> _Requirements_
Format the entries from the line containing "[locate] distant hill" through the last line as a JSON list of strings, one string per line, leaving out any blank lines.

> _Input data_
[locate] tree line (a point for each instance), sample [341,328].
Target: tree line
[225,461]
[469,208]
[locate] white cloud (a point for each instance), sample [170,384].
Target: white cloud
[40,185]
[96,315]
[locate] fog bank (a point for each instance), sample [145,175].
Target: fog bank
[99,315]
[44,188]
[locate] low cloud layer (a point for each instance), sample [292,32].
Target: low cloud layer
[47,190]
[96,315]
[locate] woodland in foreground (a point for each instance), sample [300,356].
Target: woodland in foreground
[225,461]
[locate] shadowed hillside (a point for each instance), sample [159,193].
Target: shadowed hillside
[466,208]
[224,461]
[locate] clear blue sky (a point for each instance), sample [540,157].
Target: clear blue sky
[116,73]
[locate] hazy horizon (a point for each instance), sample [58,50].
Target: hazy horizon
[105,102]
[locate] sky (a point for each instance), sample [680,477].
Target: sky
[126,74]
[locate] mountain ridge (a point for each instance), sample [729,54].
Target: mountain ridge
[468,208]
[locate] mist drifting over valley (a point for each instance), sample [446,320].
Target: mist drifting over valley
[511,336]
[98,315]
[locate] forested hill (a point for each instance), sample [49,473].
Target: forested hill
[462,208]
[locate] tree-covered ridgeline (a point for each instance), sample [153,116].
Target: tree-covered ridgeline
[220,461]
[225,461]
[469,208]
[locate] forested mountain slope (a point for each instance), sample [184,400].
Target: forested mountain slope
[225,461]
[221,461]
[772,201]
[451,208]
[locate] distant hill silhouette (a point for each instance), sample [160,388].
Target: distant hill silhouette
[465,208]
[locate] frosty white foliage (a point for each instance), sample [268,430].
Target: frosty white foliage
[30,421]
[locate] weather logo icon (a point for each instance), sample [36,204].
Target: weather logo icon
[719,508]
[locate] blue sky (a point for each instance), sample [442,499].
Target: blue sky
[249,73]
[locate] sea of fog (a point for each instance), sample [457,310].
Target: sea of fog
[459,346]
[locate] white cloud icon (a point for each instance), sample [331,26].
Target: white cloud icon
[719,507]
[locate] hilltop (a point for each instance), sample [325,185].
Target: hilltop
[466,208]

> _Finished exercise_
[
  "[locate] distant hill silhouette (a point for each instance), sample [160,388].",
  "Target: distant hill silhouette",
  "[465,208]",
  "[locate] frosty white foliage (a point for each instance), sample [268,430].",
  "Target: frosty white foliage",
  "[30,421]",
  "[locate] weather logo icon (a point for each instance), sample [36,204].",
  "Target: weather logo icon",
  "[719,508]",
  "[locate] blue sky (a point for each instance), sample [442,499].",
  "Target: blue sky",
  "[249,73]",
  "[locate] sea of fog (a point for each instance), sample [457,310].",
  "Target: sea of fog",
  "[459,346]",
  "[locate] white cloud icon (a point for each instance), sample [331,26].",
  "Target: white cloud icon",
  "[719,507]",
  "[locate] hilltop (a point for each instance), sample [325,185].",
  "Target: hilltop",
  "[466,208]"
]